**Task:** Reproduce the rows from the start through the line containing "pixel 113 82", inclusive, changing every "artificial turf surface" to "synthetic grass surface" and leaving everything else untouched.

-- Start of Supplied records --

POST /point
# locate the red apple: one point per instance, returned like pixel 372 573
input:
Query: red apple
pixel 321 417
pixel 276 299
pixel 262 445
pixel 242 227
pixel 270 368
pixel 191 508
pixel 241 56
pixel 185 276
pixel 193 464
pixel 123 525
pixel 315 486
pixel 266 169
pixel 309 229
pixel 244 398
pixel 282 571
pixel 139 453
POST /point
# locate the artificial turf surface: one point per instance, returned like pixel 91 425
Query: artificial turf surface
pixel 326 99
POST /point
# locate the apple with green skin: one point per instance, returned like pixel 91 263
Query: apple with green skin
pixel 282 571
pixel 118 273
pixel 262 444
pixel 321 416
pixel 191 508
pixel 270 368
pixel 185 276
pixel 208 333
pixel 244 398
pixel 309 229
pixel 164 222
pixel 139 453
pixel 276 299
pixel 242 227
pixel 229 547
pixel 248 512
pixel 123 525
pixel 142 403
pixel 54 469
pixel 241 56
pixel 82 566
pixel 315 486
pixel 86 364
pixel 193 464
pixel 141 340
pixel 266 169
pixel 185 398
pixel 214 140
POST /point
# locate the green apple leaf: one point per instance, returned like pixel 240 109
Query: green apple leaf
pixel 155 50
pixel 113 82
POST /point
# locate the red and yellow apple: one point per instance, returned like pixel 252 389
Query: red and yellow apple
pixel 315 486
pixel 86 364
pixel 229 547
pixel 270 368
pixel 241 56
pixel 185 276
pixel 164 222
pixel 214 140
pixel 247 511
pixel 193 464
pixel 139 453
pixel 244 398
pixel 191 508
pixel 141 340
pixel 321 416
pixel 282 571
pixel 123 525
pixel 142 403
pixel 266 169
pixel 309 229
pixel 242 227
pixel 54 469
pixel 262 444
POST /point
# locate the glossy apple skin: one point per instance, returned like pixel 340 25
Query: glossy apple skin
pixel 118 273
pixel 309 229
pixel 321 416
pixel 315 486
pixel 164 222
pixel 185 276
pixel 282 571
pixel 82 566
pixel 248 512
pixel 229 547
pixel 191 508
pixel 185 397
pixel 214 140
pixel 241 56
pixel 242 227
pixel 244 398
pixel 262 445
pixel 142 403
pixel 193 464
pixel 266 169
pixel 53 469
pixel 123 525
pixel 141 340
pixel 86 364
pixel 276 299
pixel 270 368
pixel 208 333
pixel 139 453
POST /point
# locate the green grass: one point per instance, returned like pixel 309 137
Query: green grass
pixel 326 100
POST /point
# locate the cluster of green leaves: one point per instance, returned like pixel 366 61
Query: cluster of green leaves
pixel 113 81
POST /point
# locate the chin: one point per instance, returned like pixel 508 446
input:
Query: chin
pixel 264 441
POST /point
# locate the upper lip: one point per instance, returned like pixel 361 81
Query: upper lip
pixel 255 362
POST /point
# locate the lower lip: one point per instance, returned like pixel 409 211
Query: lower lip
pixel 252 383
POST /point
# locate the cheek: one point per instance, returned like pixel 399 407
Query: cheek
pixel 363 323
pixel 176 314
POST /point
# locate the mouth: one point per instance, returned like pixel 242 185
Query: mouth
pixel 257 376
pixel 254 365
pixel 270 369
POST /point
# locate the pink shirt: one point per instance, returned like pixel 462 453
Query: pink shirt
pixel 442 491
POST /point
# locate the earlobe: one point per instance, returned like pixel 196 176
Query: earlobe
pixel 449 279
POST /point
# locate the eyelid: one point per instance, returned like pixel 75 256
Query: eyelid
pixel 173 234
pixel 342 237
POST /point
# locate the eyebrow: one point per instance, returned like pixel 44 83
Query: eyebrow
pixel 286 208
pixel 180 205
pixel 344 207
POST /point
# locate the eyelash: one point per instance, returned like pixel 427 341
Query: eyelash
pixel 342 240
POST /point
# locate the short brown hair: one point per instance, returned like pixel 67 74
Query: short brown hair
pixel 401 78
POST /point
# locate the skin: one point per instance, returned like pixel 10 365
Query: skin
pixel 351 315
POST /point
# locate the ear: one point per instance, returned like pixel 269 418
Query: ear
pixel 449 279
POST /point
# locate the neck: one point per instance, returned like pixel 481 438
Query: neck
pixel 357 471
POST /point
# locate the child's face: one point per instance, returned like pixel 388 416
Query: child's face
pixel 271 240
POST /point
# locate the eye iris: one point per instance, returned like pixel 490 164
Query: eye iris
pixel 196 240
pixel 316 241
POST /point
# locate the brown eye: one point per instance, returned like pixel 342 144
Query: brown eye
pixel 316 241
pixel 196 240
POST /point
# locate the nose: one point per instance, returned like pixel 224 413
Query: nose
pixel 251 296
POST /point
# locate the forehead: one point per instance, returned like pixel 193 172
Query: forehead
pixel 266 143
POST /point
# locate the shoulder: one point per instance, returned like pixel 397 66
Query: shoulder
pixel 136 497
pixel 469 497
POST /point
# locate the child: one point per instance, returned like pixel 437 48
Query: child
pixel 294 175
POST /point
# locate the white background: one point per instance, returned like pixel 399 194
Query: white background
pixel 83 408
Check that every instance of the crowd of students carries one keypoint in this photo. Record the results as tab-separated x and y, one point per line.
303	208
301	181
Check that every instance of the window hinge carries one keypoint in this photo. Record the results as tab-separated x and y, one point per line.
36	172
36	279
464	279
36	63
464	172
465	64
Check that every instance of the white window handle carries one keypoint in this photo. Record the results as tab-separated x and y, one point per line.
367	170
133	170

-- End of Supplied records --

**Result of the exercise:**
POST /point
# locate the red apple: one point per instance, returned like pixel 372 573
input:
Query: red apple
pixel 321 417
pixel 276 299
pixel 262 445
pixel 242 227
pixel 270 368
pixel 191 508
pixel 241 56
pixel 185 276
pixel 193 464
pixel 123 525
pixel 315 486
pixel 266 169
pixel 309 229
pixel 244 398
pixel 282 571
pixel 139 453
POST /point
# locate the synthetic grass surface: one point per instance, returned like pixel 91 425
Query: synthetic grass surface
pixel 326 99
POST /point
# locate the apple with green skin: one point per instance, returned like pixel 91 263
Query: apple with green skin
pixel 282 571
pixel 118 273
pixel 262 444
pixel 321 416
pixel 191 508
pixel 270 368
pixel 185 276
pixel 208 333
pixel 244 398
pixel 309 229
pixel 164 222
pixel 139 453
pixel 276 299
pixel 242 227
pixel 229 547
pixel 248 512
pixel 123 525
pixel 142 403
pixel 54 469
pixel 241 56
pixel 82 566
pixel 315 486
pixel 86 364
pixel 193 464
pixel 141 340
pixel 266 169
pixel 185 398
pixel 214 140
POST /point
# locate the green apple leaf: one point per instance, returned like pixel 240 109
Query: green apple leaf
pixel 155 50
pixel 113 82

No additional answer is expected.